[Entries from a point annotation set]

----------------

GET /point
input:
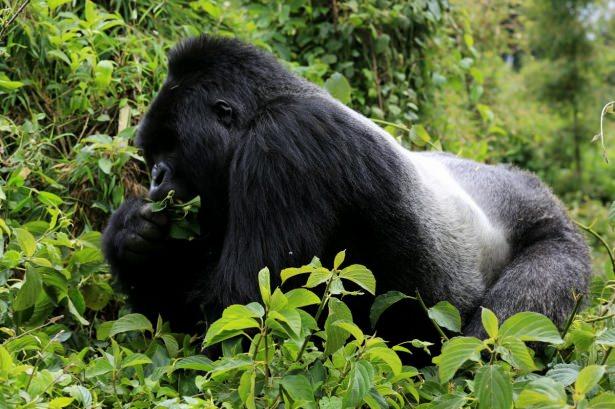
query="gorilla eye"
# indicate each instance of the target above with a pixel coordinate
(224, 111)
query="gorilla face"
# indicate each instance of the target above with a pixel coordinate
(185, 126)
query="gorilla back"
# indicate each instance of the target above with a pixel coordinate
(285, 172)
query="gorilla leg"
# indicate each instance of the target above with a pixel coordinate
(542, 277)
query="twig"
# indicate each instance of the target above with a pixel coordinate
(601, 239)
(6, 26)
(577, 305)
(601, 134)
(442, 334)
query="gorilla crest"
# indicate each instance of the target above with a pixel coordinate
(286, 172)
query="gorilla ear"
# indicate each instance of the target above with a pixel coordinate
(224, 111)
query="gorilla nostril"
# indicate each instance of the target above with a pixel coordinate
(159, 177)
(159, 173)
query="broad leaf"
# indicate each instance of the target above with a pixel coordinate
(336, 336)
(490, 322)
(361, 276)
(382, 303)
(29, 291)
(299, 389)
(26, 241)
(493, 388)
(359, 383)
(130, 322)
(446, 315)
(542, 393)
(455, 353)
(388, 356)
(564, 374)
(531, 326)
(588, 378)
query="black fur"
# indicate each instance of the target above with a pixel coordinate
(285, 173)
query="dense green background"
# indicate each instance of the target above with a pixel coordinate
(518, 81)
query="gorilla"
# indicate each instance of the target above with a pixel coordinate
(285, 172)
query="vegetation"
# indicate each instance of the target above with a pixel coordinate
(76, 76)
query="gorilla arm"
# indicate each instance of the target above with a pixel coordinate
(155, 271)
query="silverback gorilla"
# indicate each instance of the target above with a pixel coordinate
(286, 172)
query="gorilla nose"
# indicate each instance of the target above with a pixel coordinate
(161, 174)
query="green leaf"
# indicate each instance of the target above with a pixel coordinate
(542, 393)
(290, 320)
(135, 359)
(103, 74)
(388, 356)
(339, 87)
(7, 85)
(105, 165)
(98, 367)
(531, 326)
(493, 388)
(351, 328)
(263, 284)
(49, 199)
(293, 271)
(247, 384)
(300, 297)
(171, 344)
(605, 400)
(231, 364)
(130, 322)
(318, 277)
(299, 389)
(26, 241)
(490, 322)
(446, 315)
(29, 291)
(382, 303)
(6, 362)
(564, 374)
(516, 353)
(607, 338)
(419, 135)
(61, 402)
(195, 363)
(588, 378)
(226, 328)
(455, 353)
(339, 259)
(361, 276)
(336, 337)
(360, 381)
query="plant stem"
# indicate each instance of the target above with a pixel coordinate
(602, 240)
(577, 305)
(321, 307)
(442, 334)
(606, 356)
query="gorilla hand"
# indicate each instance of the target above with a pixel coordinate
(135, 234)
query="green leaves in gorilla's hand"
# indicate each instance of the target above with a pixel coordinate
(184, 216)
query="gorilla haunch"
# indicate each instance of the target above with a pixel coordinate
(286, 172)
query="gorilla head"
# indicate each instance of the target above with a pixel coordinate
(194, 125)
(285, 172)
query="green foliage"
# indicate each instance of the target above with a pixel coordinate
(75, 78)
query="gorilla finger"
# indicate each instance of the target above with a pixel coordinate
(150, 231)
(159, 218)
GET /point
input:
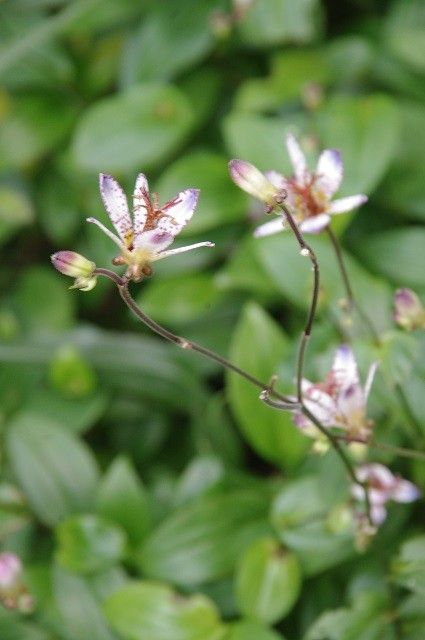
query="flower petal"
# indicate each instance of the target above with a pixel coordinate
(190, 247)
(404, 491)
(329, 172)
(140, 211)
(270, 228)
(315, 223)
(342, 205)
(116, 205)
(297, 158)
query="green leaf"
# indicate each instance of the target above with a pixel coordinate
(268, 581)
(202, 541)
(259, 346)
(179, 300)
(358, 127)
(219, 203)
(249, 630)
(55, 470)
(32, 127)
(123, 499)
(157, 120)
(88, 543)
(408, 568)
(151, 610)
(397, 254)
(79, 605)
(171, 38)
(271, 22)
(299, 515)
(42, 302)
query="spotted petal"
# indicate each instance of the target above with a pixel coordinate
(297, 158)
(116, 205)
(140, 211)
(329, 172)
(342, 205)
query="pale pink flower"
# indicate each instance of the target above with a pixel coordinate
(382, 486)
(340, 400)
(144, 236)
(309, 194)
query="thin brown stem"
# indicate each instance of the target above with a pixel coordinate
(122, 284)
(351, 300)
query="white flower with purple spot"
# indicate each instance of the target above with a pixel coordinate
(382, 486)
(339, 401)
(144, 236)
(309, 194)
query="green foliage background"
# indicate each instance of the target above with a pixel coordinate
(151, 498)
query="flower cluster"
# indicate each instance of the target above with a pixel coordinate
(13, 592)
(340, 400)
(142, 237)
(308, 194)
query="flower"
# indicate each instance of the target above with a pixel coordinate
(382, 486)
(251, 180)
(309, 195)
(13, 592)
(340, 400)
(78, 267)
(409, 312)
(143, 237)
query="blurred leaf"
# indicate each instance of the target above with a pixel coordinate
(88, 543)
(42, 303)
(368, 620)
(397, 254)
(32, 126)
(123, 499)
(55, 470)
(408, 569)
(249, 630)
(271, 22)
(157, 120)
(202, 541)
(70, 374)
(151, 610)
(291, 74)
(299, 515)
(178, 300)
(152, 369)
(268, 581)
(260, 139)
(219, 203)
(358, 127)
(280, 256)
(259, 346)
(16, 211)
(171, 38)
(79, 606)
(405, 32)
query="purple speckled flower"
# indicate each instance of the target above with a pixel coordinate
(340, 400)
(382, 486)
(144, 236)
(308, 194)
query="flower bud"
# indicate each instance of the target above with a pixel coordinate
(251, 180)
(408, 310)
(76, 266)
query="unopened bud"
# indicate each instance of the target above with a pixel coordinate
(76, 266)
(408, 310)
(251, 180)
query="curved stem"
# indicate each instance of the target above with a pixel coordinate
(307, 251)
(352, 302)
(122, 284)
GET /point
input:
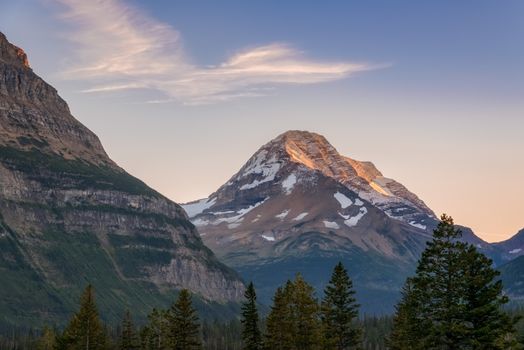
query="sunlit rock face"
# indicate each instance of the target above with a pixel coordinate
(297, 205)
(70, 216)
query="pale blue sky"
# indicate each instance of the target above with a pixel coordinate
(431, 91)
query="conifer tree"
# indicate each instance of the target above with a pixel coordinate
(294, 320)
(340, 312)
(184, 326)
(128, 338)
(250, 322)
(455, 301)
(279, 334)
(155, 335)
(85, 330)
(305, 315)
(406, 327)
(47, 340)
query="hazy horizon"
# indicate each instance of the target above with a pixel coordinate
(182, 94)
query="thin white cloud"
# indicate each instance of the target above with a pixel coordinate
(118, 47)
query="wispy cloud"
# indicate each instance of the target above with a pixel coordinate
(118, 47)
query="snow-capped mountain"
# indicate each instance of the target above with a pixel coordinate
(300, 154)
(511, 248)
(298, 205)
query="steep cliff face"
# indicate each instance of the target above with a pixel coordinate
(297, 205)
(70, 216)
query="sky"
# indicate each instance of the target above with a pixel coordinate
(182, 93)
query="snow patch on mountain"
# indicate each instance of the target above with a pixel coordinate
(282, 215)
(289, 183)
(331, 224)
(300, 216)
(343, 200)
(260, 165)
(353, 221)
(195, 208)
(415, 224)
(268, 238)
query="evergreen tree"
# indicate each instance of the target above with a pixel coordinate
(279, 333)
(128, 338)
(406, 327)
(250, 328)
(47, 340)
(85, 330)
(455, 301)
(184, 327)
(488, 326)
(305, 315)
(154, 336)
(294, 320)
(340, 312)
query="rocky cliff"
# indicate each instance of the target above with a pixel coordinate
(70, 216)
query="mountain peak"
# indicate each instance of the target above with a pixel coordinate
(33, 114)
(12, 54)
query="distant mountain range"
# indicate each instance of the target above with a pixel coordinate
(70, 216)
(298, 205)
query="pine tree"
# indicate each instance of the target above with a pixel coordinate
(340, 312)
(279, 333)
(250, 328)
(85, 330)
(406, 326)
(305, 316)
(47, 340)
(128, 338)
(294, 320)
(488, 326)
(154, 336)
(184, 327)
(455, 301)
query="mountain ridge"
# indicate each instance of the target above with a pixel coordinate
(70, 216)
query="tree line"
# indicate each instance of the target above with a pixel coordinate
(454, 301)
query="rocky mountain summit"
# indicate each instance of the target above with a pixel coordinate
(298, 205)
(70, 216)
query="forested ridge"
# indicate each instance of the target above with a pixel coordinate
(454, 301)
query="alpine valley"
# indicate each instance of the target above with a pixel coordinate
(297, 205)
(70, 216)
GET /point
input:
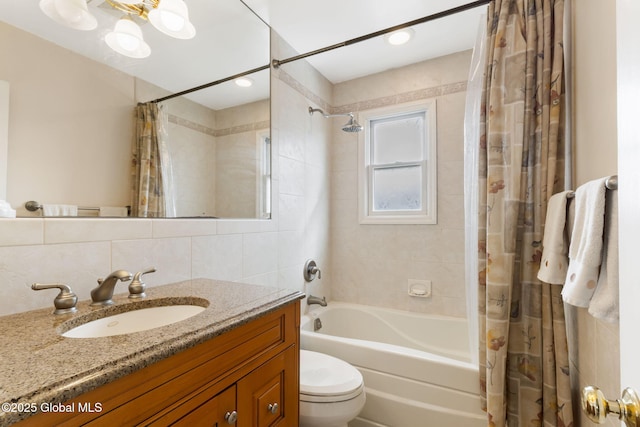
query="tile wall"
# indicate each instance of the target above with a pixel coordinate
(372, 263)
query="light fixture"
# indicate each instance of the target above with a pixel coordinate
(126, 39)
(170, 17)
(244, 82)
(400, 36)
(70, 13)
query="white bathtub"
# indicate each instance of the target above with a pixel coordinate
(416, 368)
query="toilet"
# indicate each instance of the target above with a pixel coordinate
(331, 391)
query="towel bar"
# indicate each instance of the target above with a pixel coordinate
(33, 206)
(611, 183)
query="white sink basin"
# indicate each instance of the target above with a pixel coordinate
(134, 321)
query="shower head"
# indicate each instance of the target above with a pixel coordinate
(350, 126)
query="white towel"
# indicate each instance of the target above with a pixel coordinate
(59, 210)
(585, 251)
(604, 304)
(555, 243)
(117, 211)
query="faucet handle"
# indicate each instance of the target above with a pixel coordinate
(65, 301)
(137, 286)
(310, 270)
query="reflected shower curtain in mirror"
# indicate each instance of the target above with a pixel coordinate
(152, 172)
(523, 357)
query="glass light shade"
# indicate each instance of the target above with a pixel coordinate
(400, 37)
(126, 39)
(70, 13)
(172, 18)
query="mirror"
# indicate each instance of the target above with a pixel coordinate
(72, 119)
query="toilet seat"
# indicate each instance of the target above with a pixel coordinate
(324, 378)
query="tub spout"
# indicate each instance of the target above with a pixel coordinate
(316, 300)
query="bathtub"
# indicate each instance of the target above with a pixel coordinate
(417, 368)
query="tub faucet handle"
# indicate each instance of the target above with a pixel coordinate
(65, 301)
(310, 270)
(316, 300)
(137, 286)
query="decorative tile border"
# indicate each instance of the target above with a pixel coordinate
(218, 132)
(426, 93)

----------------

Problem ▸
Locate every line in the material above that contains the word "foliage", and reproduce each such line in full.

Task result ▸
query="green foliage"
query="green foliage background"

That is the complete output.